| Task to carry out |
Count the lines of the material below that contain the word "positive" and give only the number.

*** Records to use

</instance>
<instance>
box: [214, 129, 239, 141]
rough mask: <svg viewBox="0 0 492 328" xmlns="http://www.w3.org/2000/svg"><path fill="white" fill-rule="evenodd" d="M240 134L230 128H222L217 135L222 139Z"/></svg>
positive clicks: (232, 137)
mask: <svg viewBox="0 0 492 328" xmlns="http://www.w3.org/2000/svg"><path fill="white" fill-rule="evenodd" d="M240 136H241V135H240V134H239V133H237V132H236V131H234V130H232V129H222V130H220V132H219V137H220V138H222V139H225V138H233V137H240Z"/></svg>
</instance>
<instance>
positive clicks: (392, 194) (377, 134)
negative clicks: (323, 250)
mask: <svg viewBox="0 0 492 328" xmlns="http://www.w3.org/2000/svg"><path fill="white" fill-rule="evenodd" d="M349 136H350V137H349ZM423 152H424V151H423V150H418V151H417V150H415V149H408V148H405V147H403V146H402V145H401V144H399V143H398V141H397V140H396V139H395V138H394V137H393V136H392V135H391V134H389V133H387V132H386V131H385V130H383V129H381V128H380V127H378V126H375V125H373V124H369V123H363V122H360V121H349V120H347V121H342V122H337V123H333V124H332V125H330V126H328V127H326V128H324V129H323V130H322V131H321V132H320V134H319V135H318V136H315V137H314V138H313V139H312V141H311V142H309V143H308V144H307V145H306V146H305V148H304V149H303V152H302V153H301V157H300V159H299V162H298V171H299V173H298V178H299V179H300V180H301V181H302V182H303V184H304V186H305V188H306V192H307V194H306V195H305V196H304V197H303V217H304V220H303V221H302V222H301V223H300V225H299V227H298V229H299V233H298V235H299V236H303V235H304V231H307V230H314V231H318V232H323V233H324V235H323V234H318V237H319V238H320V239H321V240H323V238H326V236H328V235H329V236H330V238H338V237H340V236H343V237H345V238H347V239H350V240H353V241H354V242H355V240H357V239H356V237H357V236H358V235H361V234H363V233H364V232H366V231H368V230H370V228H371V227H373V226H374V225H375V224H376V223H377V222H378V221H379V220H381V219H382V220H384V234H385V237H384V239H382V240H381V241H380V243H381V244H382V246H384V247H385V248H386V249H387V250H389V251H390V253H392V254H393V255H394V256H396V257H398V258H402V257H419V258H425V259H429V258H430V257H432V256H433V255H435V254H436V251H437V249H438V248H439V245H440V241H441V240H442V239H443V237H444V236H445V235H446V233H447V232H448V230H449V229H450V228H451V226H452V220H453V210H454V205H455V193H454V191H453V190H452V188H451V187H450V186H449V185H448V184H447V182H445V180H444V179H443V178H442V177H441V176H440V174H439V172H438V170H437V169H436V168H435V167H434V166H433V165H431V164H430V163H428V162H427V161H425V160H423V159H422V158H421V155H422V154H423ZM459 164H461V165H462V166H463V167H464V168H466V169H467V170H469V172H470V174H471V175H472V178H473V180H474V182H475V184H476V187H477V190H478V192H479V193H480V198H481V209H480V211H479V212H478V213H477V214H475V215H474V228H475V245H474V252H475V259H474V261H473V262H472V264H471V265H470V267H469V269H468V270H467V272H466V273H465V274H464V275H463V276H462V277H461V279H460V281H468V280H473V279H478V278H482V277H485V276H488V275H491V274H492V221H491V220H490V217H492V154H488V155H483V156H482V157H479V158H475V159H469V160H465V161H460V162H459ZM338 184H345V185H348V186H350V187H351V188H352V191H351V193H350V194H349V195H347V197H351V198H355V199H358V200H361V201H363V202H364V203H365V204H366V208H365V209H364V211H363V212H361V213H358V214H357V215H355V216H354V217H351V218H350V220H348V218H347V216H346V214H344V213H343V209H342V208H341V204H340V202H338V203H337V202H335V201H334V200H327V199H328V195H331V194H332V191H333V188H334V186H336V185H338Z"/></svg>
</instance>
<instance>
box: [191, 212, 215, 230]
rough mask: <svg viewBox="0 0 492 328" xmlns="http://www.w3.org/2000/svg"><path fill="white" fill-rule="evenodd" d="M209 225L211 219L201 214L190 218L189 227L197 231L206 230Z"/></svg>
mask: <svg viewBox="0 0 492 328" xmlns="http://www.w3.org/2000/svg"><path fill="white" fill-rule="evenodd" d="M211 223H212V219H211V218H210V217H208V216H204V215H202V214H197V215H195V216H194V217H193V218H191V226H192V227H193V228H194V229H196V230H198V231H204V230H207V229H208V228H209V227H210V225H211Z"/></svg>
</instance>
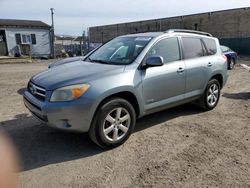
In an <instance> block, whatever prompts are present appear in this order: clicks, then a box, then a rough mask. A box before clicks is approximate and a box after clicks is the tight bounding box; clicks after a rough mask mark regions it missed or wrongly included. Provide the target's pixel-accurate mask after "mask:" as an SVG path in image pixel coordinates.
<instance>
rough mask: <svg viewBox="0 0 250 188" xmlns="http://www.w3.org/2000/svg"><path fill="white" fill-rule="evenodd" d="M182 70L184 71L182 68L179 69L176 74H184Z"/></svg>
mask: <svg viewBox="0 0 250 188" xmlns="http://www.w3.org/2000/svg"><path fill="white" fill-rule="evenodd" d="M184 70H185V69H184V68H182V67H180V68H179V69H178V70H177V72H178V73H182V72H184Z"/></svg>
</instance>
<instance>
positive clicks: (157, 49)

******

| Result for this exercise |
3